Recorded data:
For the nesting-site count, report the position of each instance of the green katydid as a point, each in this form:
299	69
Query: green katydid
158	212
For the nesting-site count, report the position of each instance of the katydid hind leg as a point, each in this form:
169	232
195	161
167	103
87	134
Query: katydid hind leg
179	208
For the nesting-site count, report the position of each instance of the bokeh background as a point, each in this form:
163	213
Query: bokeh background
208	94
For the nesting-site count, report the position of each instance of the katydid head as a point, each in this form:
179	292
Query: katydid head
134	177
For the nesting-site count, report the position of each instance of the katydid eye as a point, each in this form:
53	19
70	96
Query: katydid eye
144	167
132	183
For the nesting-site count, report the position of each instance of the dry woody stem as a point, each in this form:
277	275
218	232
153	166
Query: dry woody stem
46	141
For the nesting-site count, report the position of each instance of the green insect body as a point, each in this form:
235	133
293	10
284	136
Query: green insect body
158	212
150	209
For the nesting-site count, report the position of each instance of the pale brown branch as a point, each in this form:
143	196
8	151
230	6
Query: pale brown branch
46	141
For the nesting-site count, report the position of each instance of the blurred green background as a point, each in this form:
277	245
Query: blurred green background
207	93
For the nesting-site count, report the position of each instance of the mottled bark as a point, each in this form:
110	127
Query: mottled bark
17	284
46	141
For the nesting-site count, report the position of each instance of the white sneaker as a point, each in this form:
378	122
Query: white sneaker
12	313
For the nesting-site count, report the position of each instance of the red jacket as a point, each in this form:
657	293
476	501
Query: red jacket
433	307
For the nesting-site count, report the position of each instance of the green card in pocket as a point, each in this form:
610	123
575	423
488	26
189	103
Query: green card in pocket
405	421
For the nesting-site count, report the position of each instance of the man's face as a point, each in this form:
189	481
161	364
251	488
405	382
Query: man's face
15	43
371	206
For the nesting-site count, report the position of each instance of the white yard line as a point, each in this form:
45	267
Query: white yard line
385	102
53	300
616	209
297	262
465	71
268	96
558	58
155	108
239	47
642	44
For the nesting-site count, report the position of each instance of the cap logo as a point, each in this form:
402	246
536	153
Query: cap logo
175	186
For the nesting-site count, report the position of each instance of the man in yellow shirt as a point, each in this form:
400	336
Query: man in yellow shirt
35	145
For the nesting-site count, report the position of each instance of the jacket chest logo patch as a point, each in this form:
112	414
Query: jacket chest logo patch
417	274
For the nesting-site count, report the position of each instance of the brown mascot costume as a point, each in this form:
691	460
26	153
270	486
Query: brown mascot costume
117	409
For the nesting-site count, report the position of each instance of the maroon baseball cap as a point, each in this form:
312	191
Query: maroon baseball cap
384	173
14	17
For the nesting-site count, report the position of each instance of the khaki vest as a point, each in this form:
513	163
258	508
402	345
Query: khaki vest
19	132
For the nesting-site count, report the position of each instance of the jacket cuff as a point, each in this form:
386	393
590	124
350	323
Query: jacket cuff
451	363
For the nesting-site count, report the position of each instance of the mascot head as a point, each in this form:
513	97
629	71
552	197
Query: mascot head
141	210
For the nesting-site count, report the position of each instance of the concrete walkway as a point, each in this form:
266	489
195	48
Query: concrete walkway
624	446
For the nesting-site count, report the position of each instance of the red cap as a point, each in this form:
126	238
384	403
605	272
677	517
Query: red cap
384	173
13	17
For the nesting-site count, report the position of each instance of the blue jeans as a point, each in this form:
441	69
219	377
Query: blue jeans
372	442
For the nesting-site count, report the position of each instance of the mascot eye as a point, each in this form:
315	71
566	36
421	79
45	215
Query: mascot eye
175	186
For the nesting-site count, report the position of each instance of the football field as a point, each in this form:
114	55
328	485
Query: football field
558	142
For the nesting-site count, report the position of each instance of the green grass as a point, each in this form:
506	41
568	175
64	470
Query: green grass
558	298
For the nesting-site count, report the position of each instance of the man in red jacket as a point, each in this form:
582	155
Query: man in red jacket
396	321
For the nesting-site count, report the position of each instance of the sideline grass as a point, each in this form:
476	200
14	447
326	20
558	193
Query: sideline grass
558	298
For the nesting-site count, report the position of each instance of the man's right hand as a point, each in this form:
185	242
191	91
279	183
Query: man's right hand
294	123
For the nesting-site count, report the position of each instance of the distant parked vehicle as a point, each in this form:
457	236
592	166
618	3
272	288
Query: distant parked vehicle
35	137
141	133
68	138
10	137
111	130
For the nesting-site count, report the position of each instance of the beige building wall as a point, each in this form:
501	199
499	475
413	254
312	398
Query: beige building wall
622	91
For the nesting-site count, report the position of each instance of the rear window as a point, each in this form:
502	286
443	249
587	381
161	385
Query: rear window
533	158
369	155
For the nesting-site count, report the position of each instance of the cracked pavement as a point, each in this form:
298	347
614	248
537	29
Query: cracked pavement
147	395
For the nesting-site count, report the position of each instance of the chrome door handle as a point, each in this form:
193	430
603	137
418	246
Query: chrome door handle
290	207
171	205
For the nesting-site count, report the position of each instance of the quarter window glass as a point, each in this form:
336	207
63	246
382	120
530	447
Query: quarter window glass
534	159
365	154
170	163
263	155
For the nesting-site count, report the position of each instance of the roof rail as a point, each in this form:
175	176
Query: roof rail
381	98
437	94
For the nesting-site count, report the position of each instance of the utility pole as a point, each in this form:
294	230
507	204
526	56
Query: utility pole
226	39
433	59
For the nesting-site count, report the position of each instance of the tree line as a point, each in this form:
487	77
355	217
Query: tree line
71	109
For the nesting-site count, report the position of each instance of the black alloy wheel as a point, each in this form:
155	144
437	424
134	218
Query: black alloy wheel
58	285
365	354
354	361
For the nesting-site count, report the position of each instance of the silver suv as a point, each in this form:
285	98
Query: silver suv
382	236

Work instructions: For every entry above, give it back exactly as written.

Reply to the task:
For the nesting-site count, report the position of each instance of the green katydid as a point, each in this form:
299	69
Query: green katydid
158	212
For the nesting-site count, report the position of each instance of the katydid hind leg as a point, each in this form:
169	232
195	161
167	103
87	134
Query: katydid hind leg
179	208
For the nesting-site count, report the position of each instance of the bokeh background as a point, each in this form:
163	213
Query: bokeh background
208	94
For the nesting-site count, report the position of each instance of the katydid head as a point, each in this form:
179	292
Query: katydid head
134	177
For the nesting-site count, report the position of each instance of the katydid eye as a point, each in this form:
53	19
70	96
Query: katydid eye
144	167
132	183
For the nesting-site count, report the position of each instance of the dry woody stem as a point, each in this form:
277	275
218	232
153	166
Query: dry woody stem
46	141
For the nesting-site count, report the position of each instance of the green insect body as a point, each in this form:
235	133
293	10
284	136
Query: green insect body
158	212
150	209
For the nesting-site count, report the position of each instance of the pale brown branch as a point, each in this form:
143	196
8	151
230	6
Query: pale brown branch
46	141
For the nesting-site count, report the position of each instance of the blurred green background as a point, each in this form:
277	245
Query: blurred green background
207	93
For the nesting-site count, report the position of each instance of the mottled bark as a point, each in this form:
110	127
Query: mottled bark
17	284
46	141
For the nesting-site count, report the position of each instance of the white sneaker as a point, each in this form:
378	122
Query: white sneaker
12	313
For the nesting-site count, report the position of each instance of the red jacket as a point, each in this form:
657	293
476	501
Query: red jacket
433	307
For the nesting-site count, report the position of each instance of the green card in pocket as a point, each in this form:
610	123
575	423
488	26
189	103
Query: green card in pocket
405	421
For the nesting-site count, report the position of each instance of the man's face as a point, each in this form:
189	481
161	364
251	488
405	382
Query: man's face
15	43
371	206
For the nesting-site count, report the position of each instance of the white yard line as a point, each in this form:
45	267
Query: white yard line
385	102
53	300
616	209
297	262
465	71
268	96
558	58
155	108
239	47
642	44
For the nesting-site count, report the position of each instance of the cap logo as a point, each in this form:
402	246
536	153
Query: cap logo
175	186
For the nesting-site count, report the position of each instance of the man in yellow shirt as a point, each in this form:
400	336
Query: man in yellow shirt
35	145
For the nesting-site count, report the position of each instance of the jacket chest logo patch as a point, each in this form:
112	414
Query: jacket chest logo patch
417	274
For the nesting-site count, report the position of each instance of the brown mascot costume as a point, each in this form:
691	460
26	153
270	486
Query: brown mascot costume
117	409
For the nesting-site count, report the position of each instance of the maroon baseball cap as a point, each in this form:
312	191
Query: maroon baseball cap
384	173
14	17
For the nesting-site count, report the position of each instance of the khaki vest as a point, each in this form:
513	163
258	508
402	345
Query: khaki vest
19	132
For the nesting-site count, report the position of each instance of the jacket cuff as a point, each in this form:
386	393
590	124
350	323
Query: jacket cuff
451	363
For the nesting-site count, report the position of each instance of the mascot head as a point, each in this form:
513	97
629	71
552	197
Query: mascot head
141	210
For the nesting-site count, report the position of each instance of the concrete walkway as a point, each in this form:
266	489
195	48
Query: concrete walkway
624	446
For the nesting-site count, report the position of each instance of the red cap as a point, each in this form:
126	238
384	403
605	272
677	517
Query: red cap
384	173
13	17
For the nesting-site count, report the position of each instance of the blue jeans as a point, each in this form:
441	69
219	377
Query: blue jeans
372	442
For the nesting-site count, report the position of each instance of the mascot eye as a point, each in this form:
315	71
566	36
421	79
45	215
Query: mascot eye
175	186
For the nesting-site count, report the position of each instance of the football field as a point, each in this form:
114	55
328	485
Query: football field
558	142
For the nesting-site count, report the position of each instance of the green grass as a point, each in this form:
506	41
568	175
64	470
Query: green grass
558	298
For the nesting-site count, report the position of each instance of the man in red jacket as a point, each in this form:
582	155
Query: man in red jacket
396	321
For the nesting-site count, report the position of each instance of the sideline grass as a point, each in this form:
476	200
14	447
326	20
558	193
Query: sideline grass
558	298
For the nesting-site count, report the position of each instance of the man's right hand as a point, each in this form:
185	242
191	91
279	183
Query: man's right hand
294	123
For the nesting-site count, report the position of each instance of the distant parked vehicle as a point, each in this form:
457	236
592	166
618	3
272	288
Query: distant parked vehicle
35	137
141	133
68	138
10	137
111	130
For the nesting-site count, report the position of each instance of the beige building wall as a point, each in this form:
501	199
499	475
413	254
312	398
Query: beige building wall
622	91
For the nesting-site count, report the position of each instance of the rear window as a point, each in this form:
502	286
443	249
587	381
161	385
Query: rear window
533	158
369	155
For the nesting-site count, report the position of each instance of the cracked pavement as a point, each in this form:
298	347
614	248
537	29
Query: cracked pavement
147	395
For the nesting-site count, report the position of each instance of the chrome door handle as a point, each in this form:
193	430
603	137
418	246
Query: chrome door handle
290	207
171	205
For the nesting-site count, report the position of each instance of the quarter window glass as a point, each in this form:
336	207
63	246
382	120
530	447
Query: quarter window glass
534	159
365	154
170	163
263	155
For the nesting-site count, report the position of each instance of the roof rail as a point, each in this form:
175	176
Query: roof rail
381	98
437	94
For the nesting-site count, report the position of each instance of the utility pole as a point, each in this form:
294	230
507	204
526	56
Query: utility pole
226	39
433	59
For the nesting-site count, report the position of each instance of the tree line as a point, each in this form:
487	77
355	217
Query: tree line
71	109
For the nesting-site count, report the position of each instance of the black alloy wheel as a point, each in this form:
155	144
437	424
134	218
Query: black alloy wheel
58	285
365	354
354	361
For the nesting-site count, report the position of each instance of the silver suv as a point, each in this form:
285	98
Query: silver suv
382	236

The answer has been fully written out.